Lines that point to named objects

--- --- ---

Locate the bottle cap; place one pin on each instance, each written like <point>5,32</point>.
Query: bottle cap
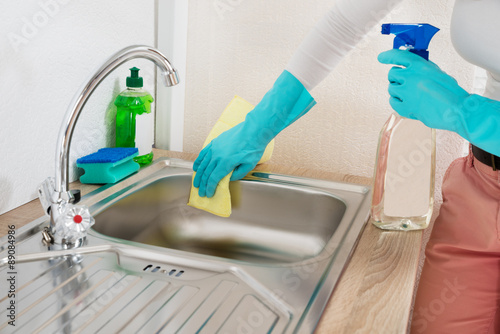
<point>134,80</point>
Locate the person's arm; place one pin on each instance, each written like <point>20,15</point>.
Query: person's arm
<point>419,89</point>
<point>334,36</point>
<point>239,149</point>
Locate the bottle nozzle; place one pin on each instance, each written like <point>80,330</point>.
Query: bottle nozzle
<point>134,80</point>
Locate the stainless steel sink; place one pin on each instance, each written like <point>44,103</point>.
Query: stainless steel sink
<point>267,224</point>
<point>153,264</point>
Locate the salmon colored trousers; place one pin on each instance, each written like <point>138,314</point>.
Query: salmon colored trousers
<point>459,290</point>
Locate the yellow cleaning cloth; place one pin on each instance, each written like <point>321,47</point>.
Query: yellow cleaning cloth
<point>220,203</point>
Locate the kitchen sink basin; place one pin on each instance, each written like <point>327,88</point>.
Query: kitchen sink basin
<point>152,264</point>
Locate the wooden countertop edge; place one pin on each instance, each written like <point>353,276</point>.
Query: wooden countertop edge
<point>374,293</point>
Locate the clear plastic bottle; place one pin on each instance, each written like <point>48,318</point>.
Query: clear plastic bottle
<point>403,188</point>
<point>134,120</point>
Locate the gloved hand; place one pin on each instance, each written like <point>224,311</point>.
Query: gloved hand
<point>240,148</point>
<point>420,90</point>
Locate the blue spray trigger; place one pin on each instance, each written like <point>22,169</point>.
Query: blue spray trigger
<point>416,37</point>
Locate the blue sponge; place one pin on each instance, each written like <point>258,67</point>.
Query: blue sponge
<point>108,165</point>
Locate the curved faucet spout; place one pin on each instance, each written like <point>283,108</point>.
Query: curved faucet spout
<point>59,193</point>
<point>76,106</point>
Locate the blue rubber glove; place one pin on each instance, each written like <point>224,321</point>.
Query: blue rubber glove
<point>419,89</point>
<point>240,148</point>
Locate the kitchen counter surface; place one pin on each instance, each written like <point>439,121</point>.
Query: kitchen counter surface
<point>374,293</point>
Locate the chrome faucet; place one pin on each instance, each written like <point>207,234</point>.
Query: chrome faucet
<point>54,194</point>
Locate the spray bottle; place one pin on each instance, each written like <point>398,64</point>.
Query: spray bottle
<point>403,190</point>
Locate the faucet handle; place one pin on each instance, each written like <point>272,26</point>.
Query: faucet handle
<point>72,224</point>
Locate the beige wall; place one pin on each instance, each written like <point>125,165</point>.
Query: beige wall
<point>243,50</point>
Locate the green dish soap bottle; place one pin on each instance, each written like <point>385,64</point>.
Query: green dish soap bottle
<point>134,120</point>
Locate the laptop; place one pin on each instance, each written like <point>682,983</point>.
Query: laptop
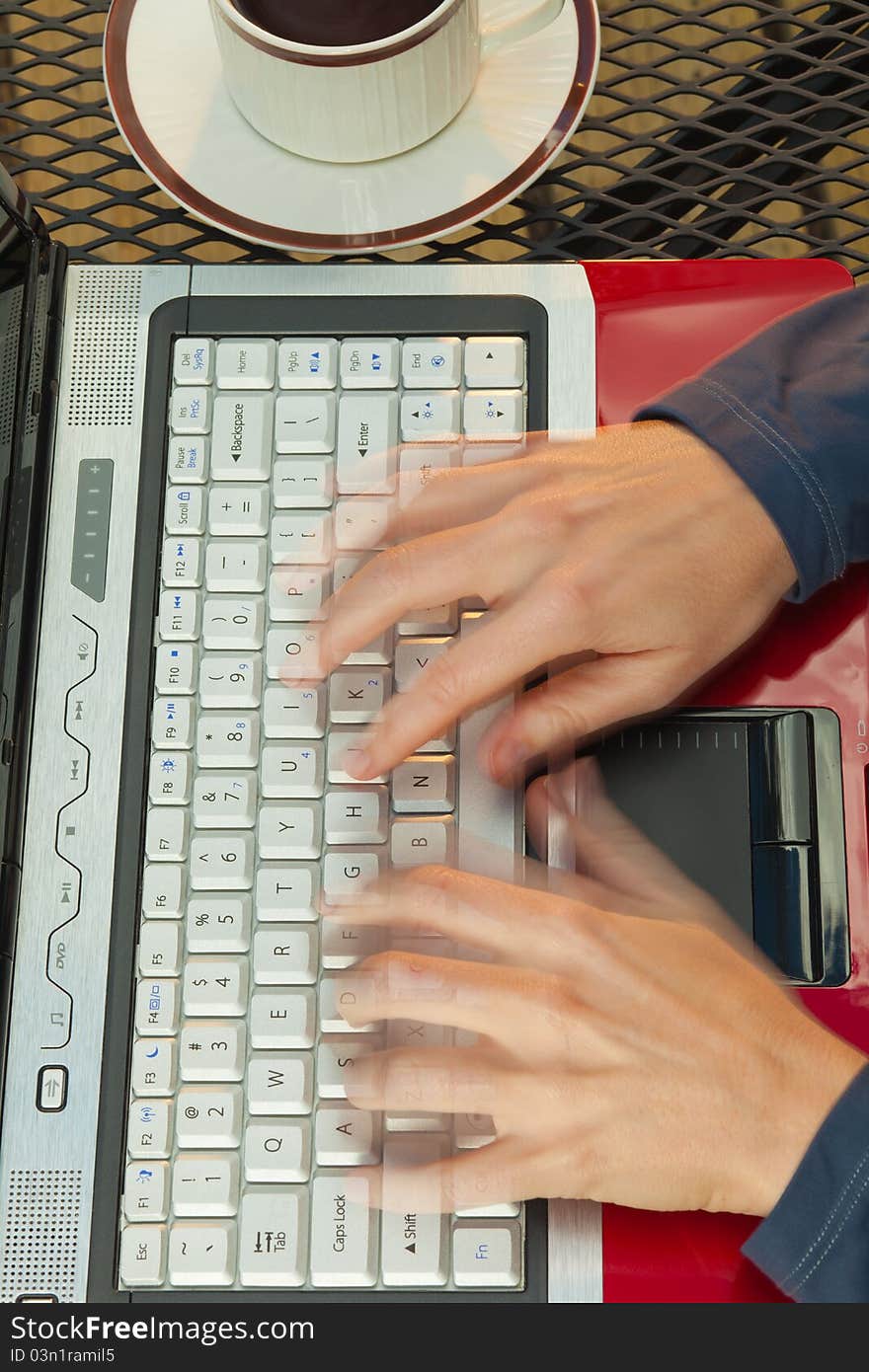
<point>175,1124</point>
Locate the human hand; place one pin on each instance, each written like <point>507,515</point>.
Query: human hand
<point>640,548</point>
<point>623,1055</point>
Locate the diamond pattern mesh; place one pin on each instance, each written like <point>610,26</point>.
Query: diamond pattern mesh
<point>735,129</point>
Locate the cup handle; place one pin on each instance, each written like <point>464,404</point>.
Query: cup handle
<point>534,18</point>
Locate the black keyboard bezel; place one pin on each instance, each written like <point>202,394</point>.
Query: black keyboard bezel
<point>249,317</point>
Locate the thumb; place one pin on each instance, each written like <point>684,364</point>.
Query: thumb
<point>576,706</point>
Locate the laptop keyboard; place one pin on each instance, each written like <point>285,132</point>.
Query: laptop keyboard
<point>242,1147</point>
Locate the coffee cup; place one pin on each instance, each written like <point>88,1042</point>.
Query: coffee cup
<point>359,101</point>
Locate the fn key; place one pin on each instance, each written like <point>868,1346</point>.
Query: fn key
<point>91,527</point>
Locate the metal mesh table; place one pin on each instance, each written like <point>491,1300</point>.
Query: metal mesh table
<point>735,129</point>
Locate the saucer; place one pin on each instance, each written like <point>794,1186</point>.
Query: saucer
<point>168,95</point>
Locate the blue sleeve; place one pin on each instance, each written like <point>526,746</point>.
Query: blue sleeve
<point>790,412</point>
<point>815,1245</point>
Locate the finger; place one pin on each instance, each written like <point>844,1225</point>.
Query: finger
<point>495,917</point>
<point>578,704</point>
<point>478,668</point>
<point>497,1174</point>
<point>429,571</point>
<point>439,991</point>
<point>433,1082</point>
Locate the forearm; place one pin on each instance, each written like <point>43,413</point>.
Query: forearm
<point>790,412</point>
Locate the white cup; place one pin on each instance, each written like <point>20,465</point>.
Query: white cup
<point>372,101</point>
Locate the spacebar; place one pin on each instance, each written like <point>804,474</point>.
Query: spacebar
<point>489,818</point>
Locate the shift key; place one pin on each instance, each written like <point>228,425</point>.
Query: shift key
<point>344,1248</point>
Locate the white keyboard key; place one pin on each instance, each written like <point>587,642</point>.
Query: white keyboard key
<point>434,416</point>
<point>348,875</point>
<point>361,521</point>
<point>148,1133</point>
<point>305,422</point>
<point>287,892</point>
<point>356,815</point>
<point>143,1256</point>
<point>215,987</point>
<point>246,364</point>
<point>204,1184</point>
<point>162,890</point>
<point>438,619</point>
<point>225,800</point>
<point>495,361</point>
<point>182,562</point>
<point>231,682</point>
<point>202,1255</point>
<point>154,1066</point>
<point>344,946</point>
<point>290,830</point>
<point>172,724</point>
<point>344,1232</point>
<point>302,538</point>
<point>274,1238</point>
<point>283,1020</point>
<point>474,1131</point>
<point>176,668</point>
<point>236,566</point>
<point>308,364</point>
<point>488,1255</point>
<point>225,739</point>
<point>418,843</point>
<point>184,510</point>
<point>193,361</point>
<point>189,460</point>
<point>157,1007</point>
<point>298,593</point>
<point>358,695</point>
<point>190,411</point>
<point>493,415</point>
<point>277,1150</point>
<point>234,623</point>
<point>341,746</point>
<point>292,771</point>
<point>414,656</point>
<point>218,924</point>
<point>166,834</point>
<point>221,862</point>
<point>415,1248</point>
<point>369,364</point>
<point>335,1056</point>
<point>169,778</point>
<point>432,362</point>
<point>366,438</point>
<point>146,1191</point>
<point>239,510</point>
<point>337,996</point>
<point>301,483</point>
<point>347,1138</point>
<point>213,1050</point>
<point>180,616</point>
<point>425,787</point>
<point>159,949</point>
<point>278,1086</point>
<point>285,955</point>
<point>209,1117</point>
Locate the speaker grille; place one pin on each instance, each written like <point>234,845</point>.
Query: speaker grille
<point>41,1234</point>
<point>105,347</point>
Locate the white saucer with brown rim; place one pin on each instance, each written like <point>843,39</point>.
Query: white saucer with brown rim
<point>168,95</point>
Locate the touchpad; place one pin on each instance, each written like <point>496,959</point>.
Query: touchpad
<point>749,805</point>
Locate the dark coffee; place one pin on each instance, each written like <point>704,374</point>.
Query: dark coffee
<point>335,24</point>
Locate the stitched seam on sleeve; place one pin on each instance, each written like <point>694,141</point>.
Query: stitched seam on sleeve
<point>799,465</point>
<point>830,1219</point>
<point>833,1238</point>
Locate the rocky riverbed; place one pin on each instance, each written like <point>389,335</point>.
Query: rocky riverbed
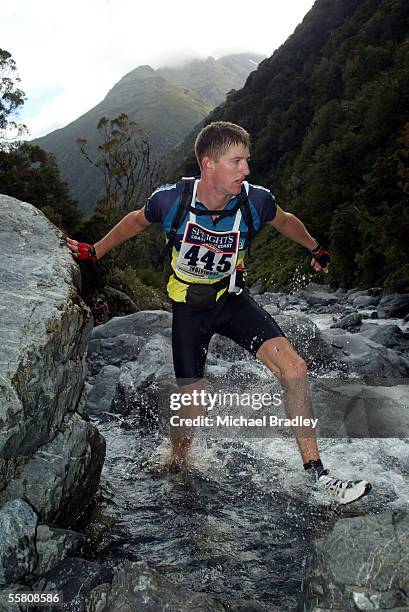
<point>242,529</point>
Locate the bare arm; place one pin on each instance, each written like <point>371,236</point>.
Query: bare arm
<point>290,226</point>
<point>133,223</point>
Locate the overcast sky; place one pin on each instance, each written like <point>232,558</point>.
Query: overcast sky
<point>69,54</point>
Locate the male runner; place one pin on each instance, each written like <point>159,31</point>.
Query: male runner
<point>208,248</point>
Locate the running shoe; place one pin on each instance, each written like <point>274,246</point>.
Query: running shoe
<point>343,491</point>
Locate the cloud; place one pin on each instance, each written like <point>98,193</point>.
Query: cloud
<point>81,48</point>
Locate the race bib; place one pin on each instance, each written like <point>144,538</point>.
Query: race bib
<point>207,254</point>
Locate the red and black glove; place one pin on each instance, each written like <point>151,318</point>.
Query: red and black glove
<point>321,256</point>
<point>86,252</point>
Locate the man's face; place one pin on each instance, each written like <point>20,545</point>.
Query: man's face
<point>229,172</point>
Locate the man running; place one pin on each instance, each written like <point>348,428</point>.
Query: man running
<point>209,223</point>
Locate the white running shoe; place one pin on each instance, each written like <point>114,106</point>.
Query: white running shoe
<point>344,491</point>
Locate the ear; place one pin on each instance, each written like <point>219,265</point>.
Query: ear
<point>207,163</point>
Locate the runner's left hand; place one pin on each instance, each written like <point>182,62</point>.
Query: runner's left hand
<point>321,259</point>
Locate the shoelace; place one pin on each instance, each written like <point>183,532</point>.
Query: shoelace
<point>337,485</point>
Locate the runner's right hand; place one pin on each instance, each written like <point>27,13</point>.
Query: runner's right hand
<point>81,250</point>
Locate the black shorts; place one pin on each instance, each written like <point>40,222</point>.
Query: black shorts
<point>238,317</point>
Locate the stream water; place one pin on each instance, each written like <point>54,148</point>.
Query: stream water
<point>240,523</point>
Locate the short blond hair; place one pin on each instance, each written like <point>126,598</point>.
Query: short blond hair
<point>216,138</point>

--- --- ---

> [Task to carry out] Edit the lines starting at the one containing "Locate the gloved" and ending at the one containing "<point>416,37</point>": change "spray trigger" to "trigger handle" and leave everything else unchanged.

> [Response to this task]
Locate the gloved hand; place one pin on each instance, each written like <point>224,311</point>.
Query: gloved hand
<point>240,148</point>
<point>420,90</point>
Locate the blue trigger handle; place one pin on each instance, each written like <point>22,169</point>.
Query: blue trigger handle
<point>416,37</point>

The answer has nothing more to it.